"""

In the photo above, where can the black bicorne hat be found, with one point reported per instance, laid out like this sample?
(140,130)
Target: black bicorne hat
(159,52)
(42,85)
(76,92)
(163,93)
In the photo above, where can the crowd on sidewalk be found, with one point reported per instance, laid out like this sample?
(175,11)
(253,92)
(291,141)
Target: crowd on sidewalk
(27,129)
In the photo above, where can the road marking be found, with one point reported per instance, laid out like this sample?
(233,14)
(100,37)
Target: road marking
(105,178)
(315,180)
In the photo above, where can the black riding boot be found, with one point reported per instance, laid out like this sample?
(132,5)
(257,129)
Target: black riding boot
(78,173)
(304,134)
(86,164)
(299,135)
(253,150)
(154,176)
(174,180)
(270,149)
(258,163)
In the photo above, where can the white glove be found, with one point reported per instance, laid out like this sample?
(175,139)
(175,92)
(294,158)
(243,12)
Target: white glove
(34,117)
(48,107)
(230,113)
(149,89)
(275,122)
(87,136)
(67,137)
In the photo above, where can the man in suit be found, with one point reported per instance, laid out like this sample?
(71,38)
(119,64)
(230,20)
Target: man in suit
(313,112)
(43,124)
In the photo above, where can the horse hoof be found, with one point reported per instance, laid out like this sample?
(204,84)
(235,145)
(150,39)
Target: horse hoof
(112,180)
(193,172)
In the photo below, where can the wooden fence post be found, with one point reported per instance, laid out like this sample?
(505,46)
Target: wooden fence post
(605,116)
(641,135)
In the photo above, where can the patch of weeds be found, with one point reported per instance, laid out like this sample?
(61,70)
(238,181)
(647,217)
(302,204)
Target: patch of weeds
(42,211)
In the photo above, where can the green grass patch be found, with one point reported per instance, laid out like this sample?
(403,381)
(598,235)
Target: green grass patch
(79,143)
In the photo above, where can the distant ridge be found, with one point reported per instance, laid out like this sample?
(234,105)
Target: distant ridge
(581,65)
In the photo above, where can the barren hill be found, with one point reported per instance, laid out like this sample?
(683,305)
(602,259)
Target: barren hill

"""

> _PROBLEM_
Express all of the lines above as a JSON list of strings, one string per line, leaving out any blank lines.

> _FINAL RESULT_
[
  "In the photo above, where can the black bicorne hat be found, with one point reported per instance, laid out like this sample?",
  "(140,130)",
  "Target: black bicorne hat",
  "(159,52)",
  "(42,85)",
  "(76,92)",
  "(163,93)",
  "In the photo above, where can the crowd on sidewalk be found, with one point reported per instance, laid out like this sample?",
  "(175,11)",
  "(253,92)",
  "(291,141)",
  "Target: crowd on sidewalk",
  "(27,129)",
  "In the photo above, where can the road marking be found, with one point reported per instance, laid out like this sample?",
  "(233,14)",
  "(100,37)",
  "Target: road marking",
  "(105,178)",
  "(315,180)",
  "In the photo above, where can the black riding boot be found, with one point reported per instance, laid out like this sample?",
  "(132,5)",
  "(257,129)",
  "Target: black riding boot",
  "(78,173)",
  "(304,134)",
  "(86,164)",
  "(299,135)",
  "(253,150)",
  "(154,176)",
  "(174,180)",
  "(270,149)",
  "(258,163)",
  "In the photo above, where can the white glove be found, with one point reported per instance, laid out like this sample?",
  "(175,139)",
  "(175,92)",
  "(294,158)",
  "(243,12)",
  "Target: white glove",
  "(34,117)",
  "(48,107)",
  "(230,113)",
  "(149,89)",
  "(275,122)",
  "(87,136)",
  "(67,137)",
  "In the photo above, where can the man in suit be found, with one point reported per instance, laid out like this sample?",
  "(71,38)",
  "(119,64)",
  "(230,20)",
  "Target: man in suit",
  "(313,112)",
  "(43,124)",
  "In the photo above, where can the horse hoof be found, with one point reported per instance, laid out like this sample?",
  "(204,84)",
  "(235,145)",
  "(150,39)",
  "Target: horse hoof",
  "(112,180)",
  "(193,172)",
  "In the photo below, where can the wooden fence post be found, with one point reported per instance, laid out like this sample?",
  "(505,46)",
  "Target: wooden fence post",
  "(605,116)",
  "(641,135)",
  "In the photo above, where can the patch of weeds be found, with one point reported per instance, laid out like this sample?",
  "(61,70)",
  "(238,181)",
  "(647,217)",
  "(302,204)",
  "Target: patch of weeds",
  "(42,211)",
  "In the photo above, where can the green grass patch be found, with one point reported per instance, laid out like this sample?",
  "(403,381)",
  "(598,235)",
  "Target: green grass patch",
  "(79,143)",
  "In the photo above, where can the distant ridge be found, with one point reported per instance, laid out like this sample?",
  "(234,105)",
  "Target: distant ridge",
  "(581,65)",
  "In the photo above, where can the barren hill be found, with one point reported per instance, laid out like this sample?",
  "(683,305)",
  "(602,259)",
  "Target: barren hill"
]